(Excerpts of pointing data)

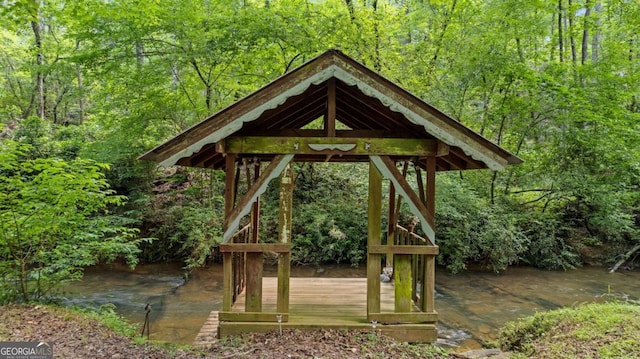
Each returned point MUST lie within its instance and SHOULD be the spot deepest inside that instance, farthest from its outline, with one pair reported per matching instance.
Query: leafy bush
(54, 220)
(469, 229)
(593, 330)
(184, 215)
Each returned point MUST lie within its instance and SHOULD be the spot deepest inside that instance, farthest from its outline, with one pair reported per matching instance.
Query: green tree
(54, 221)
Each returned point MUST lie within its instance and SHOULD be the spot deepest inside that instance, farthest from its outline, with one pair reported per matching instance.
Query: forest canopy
(555, 82)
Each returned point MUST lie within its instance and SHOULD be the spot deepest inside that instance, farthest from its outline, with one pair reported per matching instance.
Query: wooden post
(284, 236)
(428, 288)
(227, 258)
(402, 283)
(227, 279)
(255, 211)
(330, 116)
(391, 230)
(253, 291)
(373, 238)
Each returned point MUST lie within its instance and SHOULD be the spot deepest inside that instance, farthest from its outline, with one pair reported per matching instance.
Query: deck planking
(338, 303)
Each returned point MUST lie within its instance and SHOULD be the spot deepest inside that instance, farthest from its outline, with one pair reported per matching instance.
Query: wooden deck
(337, 303)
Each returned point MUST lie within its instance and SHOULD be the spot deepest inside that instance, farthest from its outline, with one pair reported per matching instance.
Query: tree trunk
(35, 26)
(625, 258)
(560, 33)
(80, 94)
(585, 32)
(572, 40)
(596, 37)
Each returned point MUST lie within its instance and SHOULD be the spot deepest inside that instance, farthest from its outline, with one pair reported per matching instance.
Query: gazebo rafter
(363, 118)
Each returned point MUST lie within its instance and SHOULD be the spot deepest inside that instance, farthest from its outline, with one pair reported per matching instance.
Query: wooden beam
(402, 282)
(229, 185)
(330, 116)
(253, 289)
(430, 203)
(429, 287)
(255, 247)
(396, 318)
(391, 226)
(332, 145)
(274, 169)
(284, 237)
(373, 238)
(429, 275)
(404, 249)
(255, 211)
(229, 316)
(388, 169)
(227, 281)
(420, 184)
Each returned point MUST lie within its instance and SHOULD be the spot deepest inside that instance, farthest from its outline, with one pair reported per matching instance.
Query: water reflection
(471, 306)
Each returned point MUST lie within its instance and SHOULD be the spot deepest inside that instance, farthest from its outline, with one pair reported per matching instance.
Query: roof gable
(364, 101)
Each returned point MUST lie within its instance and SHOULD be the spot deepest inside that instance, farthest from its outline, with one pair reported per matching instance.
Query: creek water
(471, 306)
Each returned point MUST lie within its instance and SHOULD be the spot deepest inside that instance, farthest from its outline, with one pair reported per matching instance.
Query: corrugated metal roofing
(367, 105)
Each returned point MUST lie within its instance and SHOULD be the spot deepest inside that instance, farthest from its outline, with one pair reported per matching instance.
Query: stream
(472, 306)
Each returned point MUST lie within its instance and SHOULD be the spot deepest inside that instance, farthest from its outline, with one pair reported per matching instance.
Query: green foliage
(120, 77)
(54, 220)
(594, 330)
(329, 214)
(184, 215)
(469, 229)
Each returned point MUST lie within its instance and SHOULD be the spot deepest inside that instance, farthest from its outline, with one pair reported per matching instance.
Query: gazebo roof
(365, 103)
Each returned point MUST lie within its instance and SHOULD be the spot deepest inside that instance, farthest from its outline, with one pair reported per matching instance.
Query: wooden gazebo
(366, 118)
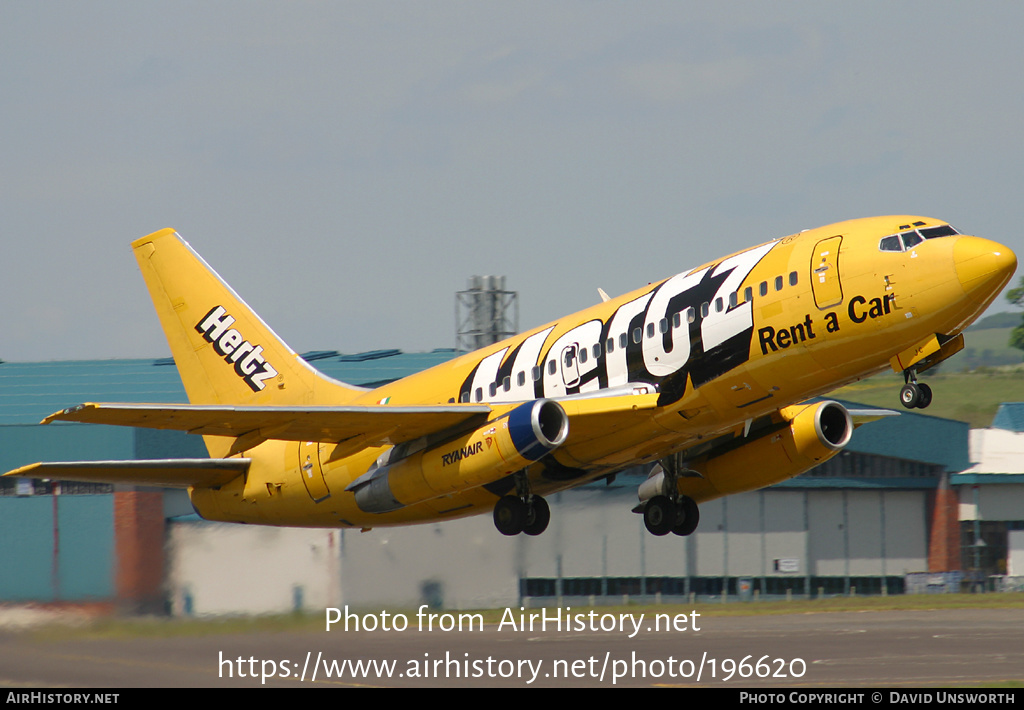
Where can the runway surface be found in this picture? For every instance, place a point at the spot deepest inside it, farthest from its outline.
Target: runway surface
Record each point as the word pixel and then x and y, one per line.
pixel 834 650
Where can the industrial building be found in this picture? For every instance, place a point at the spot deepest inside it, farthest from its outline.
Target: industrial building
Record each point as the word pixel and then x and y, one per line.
pixel 901 499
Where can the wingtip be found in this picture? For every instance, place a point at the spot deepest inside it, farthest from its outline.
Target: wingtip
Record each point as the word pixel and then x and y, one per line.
pixel 152 238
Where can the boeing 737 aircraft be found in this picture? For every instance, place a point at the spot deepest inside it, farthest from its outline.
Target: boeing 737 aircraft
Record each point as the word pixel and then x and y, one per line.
pixel 704 373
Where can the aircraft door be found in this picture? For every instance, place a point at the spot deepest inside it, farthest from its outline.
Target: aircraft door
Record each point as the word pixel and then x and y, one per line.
pixel 824 273
pixel 312 472
pixel 569 365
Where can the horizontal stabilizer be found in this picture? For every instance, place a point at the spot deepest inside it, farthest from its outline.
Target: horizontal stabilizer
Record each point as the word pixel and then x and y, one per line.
pixel 158 472
pixel 375 425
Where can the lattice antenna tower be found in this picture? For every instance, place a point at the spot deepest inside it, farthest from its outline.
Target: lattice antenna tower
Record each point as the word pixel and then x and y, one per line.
pixel 484 312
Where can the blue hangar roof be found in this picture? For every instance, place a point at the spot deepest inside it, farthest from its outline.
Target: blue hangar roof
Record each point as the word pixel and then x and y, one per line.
pixel 30 391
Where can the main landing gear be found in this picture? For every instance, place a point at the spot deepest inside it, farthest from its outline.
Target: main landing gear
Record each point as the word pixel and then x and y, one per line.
pixel 522 512
pixel 914 394
pixel 665 510
pixel 663 515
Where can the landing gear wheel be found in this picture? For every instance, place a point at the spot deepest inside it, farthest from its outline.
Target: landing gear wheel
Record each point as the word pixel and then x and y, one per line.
pixel 690 515
pixel 538 516
pixel 659 515
pixel 909 394
pixel 510 515
pixel 924 395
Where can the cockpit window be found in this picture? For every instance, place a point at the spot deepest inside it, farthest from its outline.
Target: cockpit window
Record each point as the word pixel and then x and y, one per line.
pixel 933 232
pixel 890 244
pixel 910 239
pixel 907 240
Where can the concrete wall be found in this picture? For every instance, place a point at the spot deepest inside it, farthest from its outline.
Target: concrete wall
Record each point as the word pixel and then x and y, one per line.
pixel 466 564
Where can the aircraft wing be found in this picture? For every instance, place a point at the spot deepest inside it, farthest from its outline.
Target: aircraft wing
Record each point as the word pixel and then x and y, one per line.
pixel 370 425
pixel 861 415
pixel 161 472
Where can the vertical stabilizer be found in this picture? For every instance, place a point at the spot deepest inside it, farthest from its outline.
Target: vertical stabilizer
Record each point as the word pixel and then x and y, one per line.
pixel 224 352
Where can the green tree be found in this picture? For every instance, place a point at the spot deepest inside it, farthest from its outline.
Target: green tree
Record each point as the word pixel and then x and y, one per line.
pixel 1016 296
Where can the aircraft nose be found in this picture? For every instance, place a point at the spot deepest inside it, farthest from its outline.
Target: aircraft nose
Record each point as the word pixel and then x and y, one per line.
pixel 983 266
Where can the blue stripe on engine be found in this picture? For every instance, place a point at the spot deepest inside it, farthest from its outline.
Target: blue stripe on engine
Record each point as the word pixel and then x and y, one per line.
pixel 521 432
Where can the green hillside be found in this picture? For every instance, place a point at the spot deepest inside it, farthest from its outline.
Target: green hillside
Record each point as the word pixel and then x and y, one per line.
pixel 970 397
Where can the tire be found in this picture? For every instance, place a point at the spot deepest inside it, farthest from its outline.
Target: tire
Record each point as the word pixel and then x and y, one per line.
pixel 691 517
pixel 510 515
pixel 909 395
pixel 659 515
pixel 925 395
pixel 538 516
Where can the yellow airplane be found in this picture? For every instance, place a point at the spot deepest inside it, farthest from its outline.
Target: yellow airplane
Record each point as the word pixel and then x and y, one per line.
pixel 704 373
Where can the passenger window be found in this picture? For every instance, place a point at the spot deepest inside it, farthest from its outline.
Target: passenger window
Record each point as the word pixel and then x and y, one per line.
pixel 890 244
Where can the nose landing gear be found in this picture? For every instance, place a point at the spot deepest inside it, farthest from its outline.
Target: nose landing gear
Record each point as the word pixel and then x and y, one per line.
pixel 914 394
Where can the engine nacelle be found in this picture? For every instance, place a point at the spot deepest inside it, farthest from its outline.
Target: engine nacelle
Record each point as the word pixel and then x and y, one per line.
pixel 815 433
pixel 497 449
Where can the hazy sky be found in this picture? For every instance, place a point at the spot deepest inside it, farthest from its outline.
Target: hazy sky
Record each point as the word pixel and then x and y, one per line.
pixel 345 166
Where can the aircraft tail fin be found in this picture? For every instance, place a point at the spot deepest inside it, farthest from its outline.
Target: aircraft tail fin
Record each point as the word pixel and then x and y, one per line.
pixel 223 350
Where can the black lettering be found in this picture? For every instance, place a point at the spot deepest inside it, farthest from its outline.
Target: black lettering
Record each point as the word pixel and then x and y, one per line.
pixel 832 323
pixel 807 324
pixel 853 314
pixel 795 329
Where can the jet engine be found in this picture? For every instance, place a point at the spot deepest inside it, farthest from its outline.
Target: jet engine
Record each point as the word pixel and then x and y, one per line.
pixel 492 452
pixel 810 434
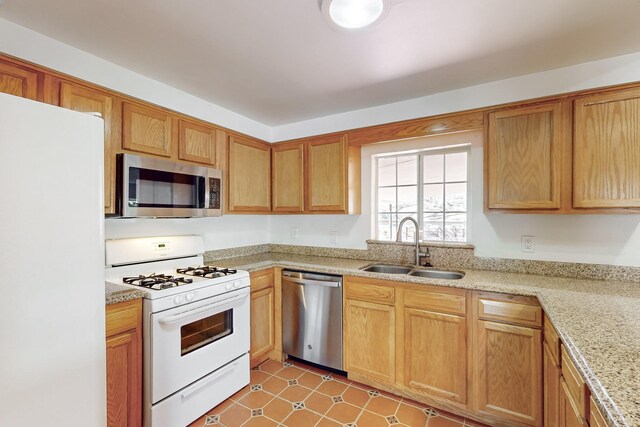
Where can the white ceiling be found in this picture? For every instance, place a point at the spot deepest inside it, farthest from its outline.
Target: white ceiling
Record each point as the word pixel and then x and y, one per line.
pixel 276 61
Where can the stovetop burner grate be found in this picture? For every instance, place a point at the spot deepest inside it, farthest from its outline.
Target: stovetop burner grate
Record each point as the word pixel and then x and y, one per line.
pixel 207 271
pixel 157 281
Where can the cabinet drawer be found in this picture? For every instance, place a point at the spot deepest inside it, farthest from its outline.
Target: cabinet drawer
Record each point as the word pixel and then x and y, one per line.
pixel 576 387
pixel 552 339
pixel 510 312
pixel 596 419
pixel 123 316
pixel 436 301
pixel 261 280
pixel 372 293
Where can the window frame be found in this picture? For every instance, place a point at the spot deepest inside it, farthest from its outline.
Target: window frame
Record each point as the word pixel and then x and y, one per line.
pixel 462 148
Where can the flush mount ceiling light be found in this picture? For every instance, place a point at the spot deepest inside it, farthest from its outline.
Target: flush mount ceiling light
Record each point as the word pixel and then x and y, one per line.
pixel 354 14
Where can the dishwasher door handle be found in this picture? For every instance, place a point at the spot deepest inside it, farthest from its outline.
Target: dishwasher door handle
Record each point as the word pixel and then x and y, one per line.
pixel 312 282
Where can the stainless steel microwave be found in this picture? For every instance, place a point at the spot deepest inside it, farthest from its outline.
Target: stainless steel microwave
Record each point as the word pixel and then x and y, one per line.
pixel 155 188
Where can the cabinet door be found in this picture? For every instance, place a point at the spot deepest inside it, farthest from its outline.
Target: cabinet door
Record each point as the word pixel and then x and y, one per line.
pixel 197 143
pixel 288 178
pixel 435 349
pixel 569 413
pixel 249 176
pixel 146 130
pixel 606 152
pixel 123 372
pixel 551 388
pixel 80 98
pixel 508 372
pixel 369 340
pixel 262 325
pixel 18 81
pixel 326 175
pixel 523 158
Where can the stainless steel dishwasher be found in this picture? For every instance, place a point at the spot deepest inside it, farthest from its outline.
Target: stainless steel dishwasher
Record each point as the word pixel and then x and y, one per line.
pixel 312 317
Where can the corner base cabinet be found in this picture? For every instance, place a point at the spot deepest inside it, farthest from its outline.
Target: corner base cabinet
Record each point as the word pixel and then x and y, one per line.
pixel 124 364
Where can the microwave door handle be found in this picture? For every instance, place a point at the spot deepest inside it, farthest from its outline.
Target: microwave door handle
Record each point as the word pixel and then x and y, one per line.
pixel 190 313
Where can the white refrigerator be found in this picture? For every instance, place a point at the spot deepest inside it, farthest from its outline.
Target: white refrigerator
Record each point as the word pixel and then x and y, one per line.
pixel 52 301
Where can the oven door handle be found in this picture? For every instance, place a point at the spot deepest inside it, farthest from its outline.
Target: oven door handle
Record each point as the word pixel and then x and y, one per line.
pixel 217 376
pixel 195 311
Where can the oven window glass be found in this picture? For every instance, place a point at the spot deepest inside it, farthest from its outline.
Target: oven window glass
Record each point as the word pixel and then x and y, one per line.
pixel 159 189
pixel 205 331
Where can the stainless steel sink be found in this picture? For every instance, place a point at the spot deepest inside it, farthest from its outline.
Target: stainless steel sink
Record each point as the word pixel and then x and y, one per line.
pixel 386 268
pixel 437 274
pixel 401 269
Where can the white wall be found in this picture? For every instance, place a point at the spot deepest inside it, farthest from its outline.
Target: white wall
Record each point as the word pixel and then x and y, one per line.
pixel 610 71
pixel 224 232
pixel 37 48
pixel 601 239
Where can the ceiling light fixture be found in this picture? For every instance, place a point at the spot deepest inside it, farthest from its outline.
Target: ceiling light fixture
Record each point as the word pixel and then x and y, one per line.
pixel 353 14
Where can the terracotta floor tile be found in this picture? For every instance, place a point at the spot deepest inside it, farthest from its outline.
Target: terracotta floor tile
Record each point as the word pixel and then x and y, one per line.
pixel 302 418
pixel 318 402
pixel 260 421
pixel 326 422
pixel 295 393
pixel 274 385
pixel 235 415
pixel 290 373
pixel 369 419
pixel 344 413
pixel 256 399
pixel 382 405
pixel 443 422
pixel 258 377
pixel 411 415
pixel 355 396
pixel 278 409
pixel 271 366
pixel 310 380
pixel 241 393
pixel 332 388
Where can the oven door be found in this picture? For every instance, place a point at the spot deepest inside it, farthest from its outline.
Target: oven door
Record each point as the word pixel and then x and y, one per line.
pixel 192 340
pixel 151 187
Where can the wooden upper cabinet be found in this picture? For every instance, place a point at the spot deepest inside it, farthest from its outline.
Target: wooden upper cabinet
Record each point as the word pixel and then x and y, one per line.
pixel 146 130
pixel 18 81
pixel 332 176
pixel 249 164
pixel 83 99
pixel 606 150
pixel 523 158
pixel 287 162
pixel 197 143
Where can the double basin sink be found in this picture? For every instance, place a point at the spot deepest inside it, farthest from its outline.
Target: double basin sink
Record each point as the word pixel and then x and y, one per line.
pixel 411 271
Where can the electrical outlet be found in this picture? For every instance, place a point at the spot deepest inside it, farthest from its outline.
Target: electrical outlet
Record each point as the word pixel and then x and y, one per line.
pixel 528 243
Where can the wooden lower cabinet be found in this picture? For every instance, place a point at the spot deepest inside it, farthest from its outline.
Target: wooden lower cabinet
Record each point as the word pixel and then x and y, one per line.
pixel 124 364
pixel 435 354
pixel 262 316
pixel 369 339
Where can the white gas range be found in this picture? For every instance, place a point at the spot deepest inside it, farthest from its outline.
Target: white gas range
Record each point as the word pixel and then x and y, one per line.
pixel 195 325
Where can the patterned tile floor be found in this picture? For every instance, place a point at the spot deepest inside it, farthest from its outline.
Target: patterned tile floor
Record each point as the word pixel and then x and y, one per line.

**The exercise**
Reproduce everything in the material from the line containing "Where can the electrical" down to the line containing "pixel 528 243", with both of those lines included and every line in between kept. Multiply each point coordinate in the answers by 1.6 and round it to a whole number, with halves rounding up.

**Correct result**
Where can the electrical outlet be found in this picture? For every instance, place a point at the spot deepest inside it, farthest from its outline.
Target: electrical outlet
Record each point as the word pixel and then x and y, one per line.
pixel 845 389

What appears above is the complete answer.